*** Information provided ***
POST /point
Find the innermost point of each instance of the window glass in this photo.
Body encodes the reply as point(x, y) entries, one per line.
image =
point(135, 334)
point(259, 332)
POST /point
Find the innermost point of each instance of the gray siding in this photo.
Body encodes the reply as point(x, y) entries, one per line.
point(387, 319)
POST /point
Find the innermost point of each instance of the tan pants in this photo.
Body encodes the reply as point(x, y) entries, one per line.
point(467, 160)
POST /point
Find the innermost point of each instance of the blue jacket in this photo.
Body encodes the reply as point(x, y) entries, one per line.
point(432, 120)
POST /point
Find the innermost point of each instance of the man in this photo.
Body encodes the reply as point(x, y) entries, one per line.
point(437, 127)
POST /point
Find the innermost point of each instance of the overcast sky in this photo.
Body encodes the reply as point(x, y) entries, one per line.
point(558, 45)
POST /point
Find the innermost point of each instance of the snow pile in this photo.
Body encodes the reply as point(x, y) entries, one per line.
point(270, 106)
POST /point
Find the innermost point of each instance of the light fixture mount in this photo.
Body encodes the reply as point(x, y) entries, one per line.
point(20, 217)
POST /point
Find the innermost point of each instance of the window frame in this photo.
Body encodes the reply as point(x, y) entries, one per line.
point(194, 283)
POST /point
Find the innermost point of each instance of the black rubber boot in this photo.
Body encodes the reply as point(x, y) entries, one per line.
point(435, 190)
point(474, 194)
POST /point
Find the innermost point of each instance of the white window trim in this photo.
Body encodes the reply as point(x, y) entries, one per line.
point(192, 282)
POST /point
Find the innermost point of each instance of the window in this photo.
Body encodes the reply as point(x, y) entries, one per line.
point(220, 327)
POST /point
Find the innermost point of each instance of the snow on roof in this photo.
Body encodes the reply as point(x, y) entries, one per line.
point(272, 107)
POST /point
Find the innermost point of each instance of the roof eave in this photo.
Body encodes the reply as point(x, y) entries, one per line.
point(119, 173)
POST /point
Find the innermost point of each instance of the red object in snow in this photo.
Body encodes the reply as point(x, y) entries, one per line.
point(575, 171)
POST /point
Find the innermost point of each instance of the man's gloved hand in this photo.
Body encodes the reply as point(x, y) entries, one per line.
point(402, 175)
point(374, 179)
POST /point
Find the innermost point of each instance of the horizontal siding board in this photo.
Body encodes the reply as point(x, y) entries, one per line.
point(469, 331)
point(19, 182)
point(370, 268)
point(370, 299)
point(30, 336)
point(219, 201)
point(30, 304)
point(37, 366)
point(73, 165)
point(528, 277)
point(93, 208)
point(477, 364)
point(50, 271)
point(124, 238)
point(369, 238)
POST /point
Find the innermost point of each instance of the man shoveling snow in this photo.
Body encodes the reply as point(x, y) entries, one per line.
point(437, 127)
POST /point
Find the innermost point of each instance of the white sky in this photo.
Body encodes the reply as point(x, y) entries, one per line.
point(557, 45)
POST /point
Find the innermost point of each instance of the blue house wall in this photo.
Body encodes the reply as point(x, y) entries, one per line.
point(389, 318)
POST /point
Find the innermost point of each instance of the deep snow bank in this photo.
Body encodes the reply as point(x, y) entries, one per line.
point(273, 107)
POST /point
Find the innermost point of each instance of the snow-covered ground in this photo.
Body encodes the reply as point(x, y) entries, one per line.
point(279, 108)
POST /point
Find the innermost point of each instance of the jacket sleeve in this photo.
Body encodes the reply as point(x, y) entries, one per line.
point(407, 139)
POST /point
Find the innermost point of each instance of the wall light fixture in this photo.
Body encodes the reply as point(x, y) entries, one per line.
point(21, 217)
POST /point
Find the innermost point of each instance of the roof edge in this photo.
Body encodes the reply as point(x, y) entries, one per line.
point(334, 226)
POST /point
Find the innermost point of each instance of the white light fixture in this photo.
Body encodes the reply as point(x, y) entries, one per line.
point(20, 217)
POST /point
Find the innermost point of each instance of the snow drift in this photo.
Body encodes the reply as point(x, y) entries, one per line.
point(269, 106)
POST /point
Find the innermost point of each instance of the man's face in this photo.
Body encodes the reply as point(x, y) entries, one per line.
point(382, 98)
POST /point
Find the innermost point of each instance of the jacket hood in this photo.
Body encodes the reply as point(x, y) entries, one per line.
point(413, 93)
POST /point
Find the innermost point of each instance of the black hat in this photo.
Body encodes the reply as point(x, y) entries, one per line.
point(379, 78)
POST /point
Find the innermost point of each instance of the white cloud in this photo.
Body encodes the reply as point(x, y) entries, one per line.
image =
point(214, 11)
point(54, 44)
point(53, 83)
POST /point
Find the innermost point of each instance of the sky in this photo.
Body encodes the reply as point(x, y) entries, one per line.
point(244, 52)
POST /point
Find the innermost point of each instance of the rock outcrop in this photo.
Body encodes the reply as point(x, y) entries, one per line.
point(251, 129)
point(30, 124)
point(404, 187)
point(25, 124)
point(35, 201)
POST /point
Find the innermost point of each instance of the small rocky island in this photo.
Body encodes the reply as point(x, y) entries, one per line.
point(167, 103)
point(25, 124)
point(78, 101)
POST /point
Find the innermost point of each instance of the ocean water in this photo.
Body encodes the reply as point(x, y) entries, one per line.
*** End of Information provided ***
> _What you will do_: Your task is to quote all of the data word for word.

> _Answer_:
POST /point
Find the innermost point of each instance of the window glass in this photo.
Body encodes the reply as point(x, y) entries, one per line.
image =
point(135, 334)
point(259, 332)
POST /point
Find the innermost point of each instance of the gray siding in this photo.
Body encodes the reply as point(x, y) entries, one per line.
point(387, 319)
POST /point
Find the innermost point of each instance of the tan pants in this photo.
Body encodes the reply as point(x, y) entries, one per line.
point(467, 160)
POST /point
Find the innermost point of each instance of the blue jacket in this photo.
Body encodes the reply as point(x, y) entries, one per line.
point(432, 120)
POST /point
Find the innermost point of each instance of the man in this photo.
Body encodes the reply as point(x, y) entries, one per line.
point(437, 127)
POST /point
Find the innermost point of each instance of the overcast sky in this photo.
Body encodes the reply as point(x, y) entries, one per line.
point(558, 45)
POST /point
Find the innermost point of each instance of the snow pile in this photo.
Body encodes the reply as point(x, y) entries, one per line.
point(270, 106)
POST /point
Find the innermost point of each instance of the light fixture mount in this photo.
Body encodes the reply as point(x, y) entries, one per line.
point(20, 217)
POST /point
Find the innermost point of each instance of the window frame in this photo.
Body encodes the reply as point(x, y) entries, one per line.
point(194, 283)
POST /point
Find the innermost point of each instance of the black rubber boot in this photo.
Body encodes the reply as point(x, y) entries, one per line.
point(435, 190)
point(474, 194)
POST /point
Find the innermost point of each instance of the white window trim in this photo.
Body encodes the reply as point(x, y) entries, one per line.
point(192, 282)
POST /point
Find the innermost point of each instance of the window in this photo.
Body encodes the reply as point(x, y) entries, one per line.
point(220, 327)
POST /point
Find the innermost point of each instance of the snow on roof in this photo.
Body encodes the reply as point(x, y) entries, one per line.
point(272, 107)
POST /point
Find the innermost point of each instance of the roof eave in this photo.
Body encodes the reply as point(x, y) entries, one per line.
point(119, 173)
POST /point
Find the innermost point of each instance of the red object in snow in this photo.
Body encodes the reply as point(x, y) entries, one per line.
point(575, 171)
POST /point
Find the innermost point of each instance of the man's gloved hand in this photo.
Body encodes the reply as point(x, y) entries, one per line.
point(402, 175)
point(374, 179)
POST /point
Find the innermost point of each instance of the horizontal siding board in this photo.
Body encodes the reply as point(x, y) entries, one per line.
point(469, 331)
point(19, 182)
point(370, 268)
point(370, 299)
point(30, 336)
point(219, 201)
point(30, 304)
point(37, 366)
point(73, 165)
point(528, 277)
point(93, 208)
point(477, 364)
point(50, 271)
point(124, 238)
point(369, 238)
POST /point
Find the innermost point of each instance of the man shoveling snow in this photo.
Body encodes the reply as point(x, y) entries, one per line.
point(437, 127)
POST /point
Find the innermost point of each instance of the white sky in this photo.
Body encodes the reply as point(x, y) entries, one per line.
point(557, 45)
POST /point
Find the innermost point of each instance of the blue house wall in this photo.
Body encodes the reply as point(x, y) entries, one per line.
point(389, 318)
POST /point
Find the innermost point of each instance of the deep snow bank in this photo.
Body encodes the reply as point(x, y) entries, one per line.
point(273, 107)
POST /point
Find the innermost point of each instance of the snow-covered ground in this photo.
Body encodes the reply as point(x, y) entries, one per line.
point(279, 108)
POST /point
Find the innermost point of each instance of the jacket sleeve in this photo.
Body encodes the reply as point(x, y) entries, one per line.
point(407, 139)
POST /point
Find the innermost point of each instance of the wall light fixture in this photo.
Body encodes the reply as point(x, y) entries, one per line.
point(21, 217)
POST /point
Find the innermost point of each instance of the roof edge in this photo.
Body encodes the reply as point(x, y) entries, one per line.
point(334, 226)
POST /point
Find the innermost point of each instance of the white light fixture in this photo.
Body encodes the reply as point(x, y) entries, one per line.
point(20, 217)
POST /point
Find the innermost point of each instance of the snow drift in this photo.
Body encodes the reply as point(x, y) entries, one per line.
point(269, 106)
POST /point
Find the innermost point of each instance of the man's face in this photo.
Body encodes the reply as point(x, y) entries, one per line.
point(382, 98)
POST /point
Find the innermost point of each instance of the jacket hood in this photo.
Body encodes the reply as point(x, y) entries, one per line.
point(413, 93)
POST /point
Find the innermost point of each instance of the black hat in this photo.
Body encodes the reply as point(x, y) entries, one per line.
point(379, 78)
POST /point
Find the innermost point of each instance of the white cloud in this photo.
Body encodes the reply as point(x, y) entries, one per line.
image =
point(214, 11)
point(54, 44)
point(53, 83)
POST /point
Find the innermost point of each instance of the sky in this photo.
Body encodes the reply as point(x, y) entries, one per line.
point(244, 52)
POST /point
Find the innermost point of each instance of the rock outcrop in this photo.
Body encodes the reply as point(x, y) entries, one per line.
point(251, 129)
point(30, 124)
point(404, 187)
point(25, 124)
point(35, 201)
POST /point
Find the innermost point of each instance of the small rocky island in this photo.
Body encodes the reply as point(x, y) entries, one per line.
point(167, 103)
point(25, 124)
point(78, 101)
POST /point
Find the innermost point of each instance of the ocean water in this photo.
Body encodes the reply as point(x, y) entries, one per line.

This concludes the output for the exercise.